# EXERCISE OBJECTIVE
Repeat the entries word for word. Leave nothing out.

Data excerpts
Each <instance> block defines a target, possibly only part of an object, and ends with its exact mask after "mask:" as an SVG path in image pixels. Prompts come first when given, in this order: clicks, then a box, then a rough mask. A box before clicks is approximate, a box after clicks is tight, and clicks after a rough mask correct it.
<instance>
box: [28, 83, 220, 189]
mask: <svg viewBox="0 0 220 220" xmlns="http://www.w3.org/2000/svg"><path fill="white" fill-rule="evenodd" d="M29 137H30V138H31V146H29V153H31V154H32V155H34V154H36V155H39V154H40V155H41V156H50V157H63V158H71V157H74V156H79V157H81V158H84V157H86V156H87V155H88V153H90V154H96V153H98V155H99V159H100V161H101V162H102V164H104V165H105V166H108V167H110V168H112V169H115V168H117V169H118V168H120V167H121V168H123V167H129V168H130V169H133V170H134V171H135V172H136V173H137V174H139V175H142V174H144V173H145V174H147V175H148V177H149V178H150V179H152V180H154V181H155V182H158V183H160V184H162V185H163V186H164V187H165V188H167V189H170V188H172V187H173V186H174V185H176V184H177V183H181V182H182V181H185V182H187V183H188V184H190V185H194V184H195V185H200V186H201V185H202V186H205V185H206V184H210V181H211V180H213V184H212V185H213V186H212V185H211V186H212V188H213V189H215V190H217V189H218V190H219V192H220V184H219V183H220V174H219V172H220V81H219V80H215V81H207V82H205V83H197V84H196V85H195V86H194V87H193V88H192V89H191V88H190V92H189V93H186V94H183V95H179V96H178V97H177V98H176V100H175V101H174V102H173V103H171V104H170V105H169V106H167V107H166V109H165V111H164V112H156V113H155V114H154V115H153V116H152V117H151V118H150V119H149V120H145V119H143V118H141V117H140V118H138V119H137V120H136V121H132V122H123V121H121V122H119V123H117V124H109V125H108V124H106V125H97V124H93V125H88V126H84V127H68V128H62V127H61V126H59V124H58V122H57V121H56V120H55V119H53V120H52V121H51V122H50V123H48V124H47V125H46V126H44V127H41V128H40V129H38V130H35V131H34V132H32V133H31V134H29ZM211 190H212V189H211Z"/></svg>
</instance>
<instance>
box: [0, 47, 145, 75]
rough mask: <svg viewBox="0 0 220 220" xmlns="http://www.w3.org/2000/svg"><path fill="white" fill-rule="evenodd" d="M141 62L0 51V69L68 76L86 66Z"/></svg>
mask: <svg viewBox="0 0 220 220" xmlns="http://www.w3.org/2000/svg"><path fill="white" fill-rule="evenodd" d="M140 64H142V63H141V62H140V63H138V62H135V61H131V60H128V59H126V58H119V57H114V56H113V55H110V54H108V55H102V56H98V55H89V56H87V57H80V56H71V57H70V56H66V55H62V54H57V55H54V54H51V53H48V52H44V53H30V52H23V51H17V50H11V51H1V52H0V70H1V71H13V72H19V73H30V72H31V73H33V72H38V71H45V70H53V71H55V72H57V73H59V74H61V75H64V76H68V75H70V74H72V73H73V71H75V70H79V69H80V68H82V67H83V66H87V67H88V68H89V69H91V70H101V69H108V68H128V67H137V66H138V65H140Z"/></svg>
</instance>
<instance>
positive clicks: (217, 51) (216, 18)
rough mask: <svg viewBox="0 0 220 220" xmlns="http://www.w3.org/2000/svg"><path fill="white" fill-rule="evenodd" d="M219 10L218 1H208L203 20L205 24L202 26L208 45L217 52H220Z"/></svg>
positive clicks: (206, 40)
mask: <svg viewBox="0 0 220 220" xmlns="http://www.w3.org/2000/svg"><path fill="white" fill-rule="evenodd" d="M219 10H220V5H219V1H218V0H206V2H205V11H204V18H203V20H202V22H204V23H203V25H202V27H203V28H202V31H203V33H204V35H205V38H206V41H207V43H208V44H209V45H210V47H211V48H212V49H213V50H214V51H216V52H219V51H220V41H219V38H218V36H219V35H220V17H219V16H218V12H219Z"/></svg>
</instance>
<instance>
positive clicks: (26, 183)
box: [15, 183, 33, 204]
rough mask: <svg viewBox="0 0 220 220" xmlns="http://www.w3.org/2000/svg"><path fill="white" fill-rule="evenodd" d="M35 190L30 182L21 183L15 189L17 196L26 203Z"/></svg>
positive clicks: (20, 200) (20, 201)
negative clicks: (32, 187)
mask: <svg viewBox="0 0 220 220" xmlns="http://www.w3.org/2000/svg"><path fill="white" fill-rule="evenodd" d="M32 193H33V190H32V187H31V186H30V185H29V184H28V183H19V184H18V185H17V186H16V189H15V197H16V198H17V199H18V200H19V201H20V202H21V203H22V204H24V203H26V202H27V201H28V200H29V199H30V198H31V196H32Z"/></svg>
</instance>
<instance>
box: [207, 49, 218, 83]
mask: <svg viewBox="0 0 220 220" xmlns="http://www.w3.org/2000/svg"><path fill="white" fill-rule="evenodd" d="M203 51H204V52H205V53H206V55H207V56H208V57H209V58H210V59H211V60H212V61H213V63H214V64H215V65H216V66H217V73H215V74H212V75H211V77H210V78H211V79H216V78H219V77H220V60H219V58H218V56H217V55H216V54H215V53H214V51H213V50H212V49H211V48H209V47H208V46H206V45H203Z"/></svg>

# RESPONSE AREA
Each <instance> block defines a target, possibly only part of an object, and ends with its exact mask after "mask:" as an SVG path in image pixels. Prompts come first when given, in this order: clicks, then a box, then a rough mask. A box before clicks is approximate, a box after clicks is tight, and clicks after a rough mask correct it.
<instance>
box: [28, 83, 220, 189]
mask: <svg viewBox="0 0 220 220" xmlns="http://www.w3.org/2000/svg"><path fill="white" fill-rule="evenodd" d="M29 137H30V138H31V146H29V153H31V154H32V155H34V154H36V155H39V154H40V155H41V156H50V157H63V158H71V157H74V156H79V157H81V158H84V157H86V156H87V155H88V153H90V154H96V153H98V155H99V159H100V161H101V162H102V164H104V165H105V166H108V167H110V168H112V169H115V168H117V169H118V168H120V167H121V168H123V167H129V168H130V169H133V170H134V171H135V172H136V173H137V174H139V175H142V174H144V173H145V174H147V175H148V177H149V178H150V179H152V180H154V181H155V182H158V183H160V184H162V185H163V186H164V187H165V188H167V189H170V188H172V187H173V186H174V185H176V184H177V183H181V182H182V181H185V182H187V183H188V184H190V185H194V184H195V185H200V186H201V185H202V186H205V185H206V184H210V181H211V180H213V184H212V185H213V186H212V185H211V186H212V188H213V189H215V190H217V189H218V190H219V192H220V184H219V183H220V174H219V172H220V81H219V80H215V81H207V82H205V83H197V84H196V85H195V86H194V87H193V88H192V89H191V88H190V92H189V93H186V94H183V95H179V96H178V97H177V98H176V100H175V101H174V102H173V103H171V104H170V105H169V106H167V107H166V109H165V111H164V112H156V113H155V114H154V115H153V116H152V117H151V118H150V119H149V120H145V119H143V118H141V117H140V118H138V119H137V120H136V121H132V122H123V121H121V122H119V123H117V124H109V125H108V124H106V125H97V124H93V125H88V126H84V127H68V128H62V127H61V126H59V124H58V122H57V121H56V120H55V119H53V120H52V121H51V122H50V123H48V124H47V125H46V126H44V127H41V128H40V129H38V130H35V131H34V132H32V133H31V134H29ZM211 190H212V189H211Z"/></svg>
</instance>
<instance>
box: [0, 47, 145, 75]
rough mask: <svg viewBox="0 0 220 220" xmlns="http://www.w3.org/2000/svg"><path fill="white" fill-rule="evenodd" d="M141 62L0 51V69L68 76L86 66Z"/></svg>
mask: <svg viewBox="0 0 220 220" xmlns="http://www.w3.org/2000/svg"><path fill="white" fill-rule="evenodd" d="M140 64H142V63H141V62H140V63H138V62H135V61H131V60H128V59H126V58H119V57H114V56H113V55H110V54H108V55H102V56H98V55H89V56H87V57H80V56H71V57H70V56H66V55H62V54H57V55H54V54H51V53H48V52H44V53H30V52H23V51H17V50H11V51H1V52H0V70H1V71H13V72H19V73H30V72H31V73H33V72H38V71H45V70H53V71H55V72H57V73H59V74H61V75H64V76H68V75H70V74H72V73H73V71H75V70H79V69H80V68H82V67H83V66H87V67H88V68H89V69H91V70H101V69H108V68H128V67H137V66H138V65H140Z"/></svg>
</instance>
<instance>
positive clicks: (217, 51) (216, 18)
rough mask: <svg viewBox="0 0 220 220" xmlns="http://www.w3.org/2000/svg"><path fill="white" fill-rule="evenodd" d="M219 10L218 1H208L203 20L205 24L202 26L208 45L217 52H220Z"/></svg>
positive clicks: (206, 40)
mask: <svg viewBox="0 0 220 220" xmlns="http://www.w3.org/2000/svg"><path fill="white" fill-rule="evenodd" d="M219 10H220V5H219V1H218V0H206V2H205V11H204V18H203V20H202V22H204V23H203V25H202V27H203V28H202V31H203V33H204V35H205V38H206V41H207V43H208V44H209V45H210V47H211V48H212V49H213V50H214V51H216V52H219V51H220V41H219V38H218V36H219V35H220V17H219V16H218V12H219Z"/></svg>
</instance>
<instance>
positive clicks: (26, 183)
box: [15, 183, 33, 204]
rough mask: <svg viewBox="0 0 220 220" xmlns="http://www.w3.org/2000/svg"><path fill="white" fill-rule="evenodd" d="M35 190L30 182L21 183L15 189L17 196L26 203Z"/></svg>
positive clicks: (20, 200) (20, 201)
negative clicks: (32, 187)
mask: <svg viewBox="0 0 220 220" xmlns="http://www.w3.org/2000/svg"><path fill="white" fill-rule="evenodd" d="M32 193H33V190H32V187H31V186H30V185H29V184H28V183H19V184H18V185H17V186H16V189H15V197H16V198H17V199H18V200H19V201H20V202H21V203H22V204H24V203H26V202H27V201H28V200H29V199H30V198H31V196H32Z"/></svg>
</instance>
<instance>
box: [207, 49, 218, 83]
mask: <svg viewBox="0 0 220 220" xmlns="http://www.w3.org/2000/svg"><path fill="white" fill-rule="evenodd" d="M203 51H204V52H205V53H206V55H207V56H208V57H209V58H210V59H211V60H212V61H213V63H214V64H215V65H216V66H217V73H215V74H212V75H211V77H210V78H211V79H216V78H219V77H220V60H219V58H218V56H217V55H216V54H215V53H214V51H213V50H212V49H211V48H209V47H208V46H206V45H203Z"/></svg>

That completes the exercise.